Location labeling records
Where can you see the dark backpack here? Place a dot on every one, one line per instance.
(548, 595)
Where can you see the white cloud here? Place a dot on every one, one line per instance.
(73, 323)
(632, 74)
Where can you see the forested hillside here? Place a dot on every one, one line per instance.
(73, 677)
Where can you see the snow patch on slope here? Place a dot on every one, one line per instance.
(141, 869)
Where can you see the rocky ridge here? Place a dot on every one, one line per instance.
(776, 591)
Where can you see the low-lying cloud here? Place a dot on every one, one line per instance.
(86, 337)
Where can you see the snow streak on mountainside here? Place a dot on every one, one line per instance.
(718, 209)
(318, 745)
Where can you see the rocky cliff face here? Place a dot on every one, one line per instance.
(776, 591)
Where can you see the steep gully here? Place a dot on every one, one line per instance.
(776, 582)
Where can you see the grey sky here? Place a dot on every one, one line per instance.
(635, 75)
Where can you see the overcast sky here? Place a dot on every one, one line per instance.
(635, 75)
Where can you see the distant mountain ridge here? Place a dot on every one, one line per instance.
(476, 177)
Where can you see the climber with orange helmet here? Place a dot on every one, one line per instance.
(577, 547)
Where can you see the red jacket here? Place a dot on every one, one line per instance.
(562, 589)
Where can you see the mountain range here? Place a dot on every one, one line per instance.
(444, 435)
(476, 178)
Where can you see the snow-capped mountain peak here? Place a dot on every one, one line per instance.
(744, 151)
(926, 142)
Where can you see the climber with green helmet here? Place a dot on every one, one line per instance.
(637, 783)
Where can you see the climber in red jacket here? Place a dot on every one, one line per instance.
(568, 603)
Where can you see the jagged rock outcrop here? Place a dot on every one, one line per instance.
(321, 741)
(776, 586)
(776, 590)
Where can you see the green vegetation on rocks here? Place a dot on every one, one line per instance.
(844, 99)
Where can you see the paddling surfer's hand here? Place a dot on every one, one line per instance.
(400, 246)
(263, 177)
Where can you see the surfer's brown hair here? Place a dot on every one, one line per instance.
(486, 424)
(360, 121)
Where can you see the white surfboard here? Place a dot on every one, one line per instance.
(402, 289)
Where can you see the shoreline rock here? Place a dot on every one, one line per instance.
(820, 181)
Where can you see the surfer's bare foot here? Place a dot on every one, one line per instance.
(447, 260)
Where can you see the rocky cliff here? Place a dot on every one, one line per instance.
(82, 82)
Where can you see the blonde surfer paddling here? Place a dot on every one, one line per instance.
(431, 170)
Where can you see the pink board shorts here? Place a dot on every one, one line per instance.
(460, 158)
--
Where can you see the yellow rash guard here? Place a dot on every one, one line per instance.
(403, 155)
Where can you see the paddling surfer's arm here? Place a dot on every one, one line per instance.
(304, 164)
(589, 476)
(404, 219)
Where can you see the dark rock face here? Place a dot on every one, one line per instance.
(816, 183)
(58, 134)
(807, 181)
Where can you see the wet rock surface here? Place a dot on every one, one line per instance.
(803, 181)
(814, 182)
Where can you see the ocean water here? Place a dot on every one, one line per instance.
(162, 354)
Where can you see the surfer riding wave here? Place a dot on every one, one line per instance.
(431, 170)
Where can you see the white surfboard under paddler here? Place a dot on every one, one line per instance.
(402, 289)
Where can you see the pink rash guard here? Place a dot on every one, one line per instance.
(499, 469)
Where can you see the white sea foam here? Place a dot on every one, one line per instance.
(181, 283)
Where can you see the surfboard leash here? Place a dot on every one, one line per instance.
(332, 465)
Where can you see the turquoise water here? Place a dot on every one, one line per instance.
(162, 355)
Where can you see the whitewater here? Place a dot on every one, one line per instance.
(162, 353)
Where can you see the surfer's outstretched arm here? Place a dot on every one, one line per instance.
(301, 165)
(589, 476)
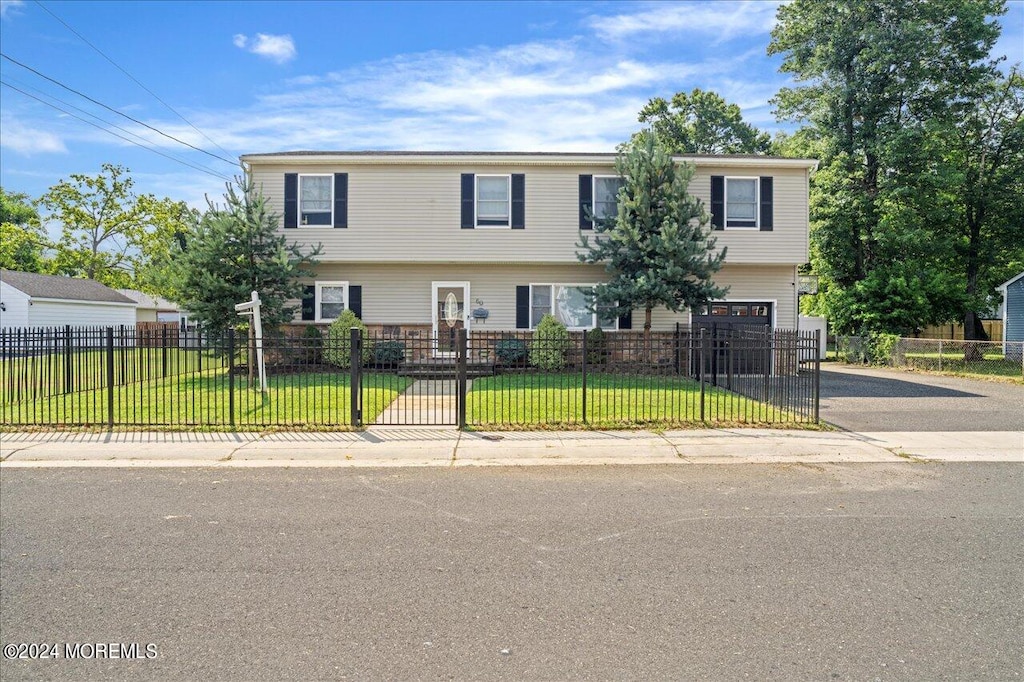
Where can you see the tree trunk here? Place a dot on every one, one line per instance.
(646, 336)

• [GIVEN EXERCISE]: Gather every line in the entries above that contains the word "dark", and copy each one unchanged.

• [SOLUTION TO THIS EXERCISE]:
Where can you see the dark backpack here? Place a dot on every one, one line per instance.
Where can you see the dark rock face here? Place a dot on every one, one line per instance.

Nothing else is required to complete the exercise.